## start

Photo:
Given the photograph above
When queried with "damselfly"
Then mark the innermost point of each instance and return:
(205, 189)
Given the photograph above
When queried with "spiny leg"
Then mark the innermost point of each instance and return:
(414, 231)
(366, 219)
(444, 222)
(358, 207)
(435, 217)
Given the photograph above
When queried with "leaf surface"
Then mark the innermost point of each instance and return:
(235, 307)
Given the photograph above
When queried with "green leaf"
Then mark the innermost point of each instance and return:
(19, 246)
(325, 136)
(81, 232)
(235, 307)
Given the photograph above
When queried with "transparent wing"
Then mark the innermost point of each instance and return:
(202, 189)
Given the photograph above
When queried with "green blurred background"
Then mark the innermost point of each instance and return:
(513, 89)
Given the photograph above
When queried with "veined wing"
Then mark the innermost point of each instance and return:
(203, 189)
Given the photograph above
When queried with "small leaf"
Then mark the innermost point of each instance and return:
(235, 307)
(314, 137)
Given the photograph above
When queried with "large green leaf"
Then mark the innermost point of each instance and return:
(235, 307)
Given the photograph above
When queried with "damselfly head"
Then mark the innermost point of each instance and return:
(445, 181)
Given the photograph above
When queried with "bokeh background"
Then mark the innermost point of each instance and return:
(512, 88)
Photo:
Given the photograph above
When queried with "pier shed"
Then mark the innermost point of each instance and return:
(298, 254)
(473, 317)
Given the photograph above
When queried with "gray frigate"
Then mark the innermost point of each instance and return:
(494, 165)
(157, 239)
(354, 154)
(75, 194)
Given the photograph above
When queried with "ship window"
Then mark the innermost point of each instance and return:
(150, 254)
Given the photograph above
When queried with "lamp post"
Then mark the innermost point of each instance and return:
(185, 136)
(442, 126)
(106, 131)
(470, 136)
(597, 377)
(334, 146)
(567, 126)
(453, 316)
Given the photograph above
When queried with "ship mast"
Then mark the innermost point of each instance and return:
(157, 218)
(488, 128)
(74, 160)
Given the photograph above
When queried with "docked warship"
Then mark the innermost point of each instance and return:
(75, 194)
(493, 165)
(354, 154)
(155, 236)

## end

* **Aim of the exercise**
Every record shown above must be echoed exactly.

* **Output of the task**
Photo:
Given the photograph above
When queried with "damselfly"
Then mark the innermost point of each instance and return:
(205, 189)
Given the photograph above
When queried with "spiny leg"
Then mark the innermost point of each instance and return:
(414, 231)
(366, 219)
(444, 222)
(358, 207)
(435, 217)
Given the photograph above
When queried with "leaf surface"
Then mark the innermost point of each instance and return:
(235, 307)
Given the photograph above
When queried with "green leaf"
Then mark the innermost point of each instance and return:
(19, 246)
(325, 136)
(81, 232)
(235, 307)
Given the photograph above
When queried with "transparent wing"
Then mark the innermost point of each instance and return:
(202, 189)
Given the photograph above
When queried with "green blurred background"
Then mark the innermost point of each instance and return:
(513, 89)
Given the photograph above
When queried with "veined wing"
Then mark the innermost point of each instance and return:
(203, 189)
Given the photograph above
When queried with "small leaf"
Then mark the innermost point of each instance and return:
(235, 307)
(314, 137)
Given the photograph above
When queried with "large green leaf"
Then mark the innermost point of each instance and return:
(235, 307)
Given the photograph above
When queried with "damselfly head"
Then mark the innermost point of each instance and return:
(445, 181)
Given the photograph above
When queried with "bokeh background"
Then mark the innermost point of each instance and return:
(512, 88)
Photo:
Given the photograph above
When queried with "pier shed"
Then mark the innermost point of each instance and return:
(298, 254)
(473, 317)
Given the photograph above
When queried with "gray frigate"
Then mark the innermost point of each instance and return:
(494, 165)
(157, 239)
(354, 154)
(75, 194)
Given the photograph above
When queried with "ship window"
Then mark the innermost point of each instance and return:
(150, 254)
Given the photograph above
When queried with "lamp post"
Then mark the innermost point of each instance and return:
(185, 136)
(442, 126)
(106, 131)
(470, 136)
(597, 377)
(334, 146)
(567, 126)
(453, 316)
Given the photograph above
When queried with "ship mast"
Then mark the innermost point of each instance and return:
(157, 218)
(488, 128)
(74, 160)
Given the photograph above
When queried with "docked warship"
Then mark the innermost point of each instance and return:
(75, 194)
(493, 165)
(354, 154)
(155, 236)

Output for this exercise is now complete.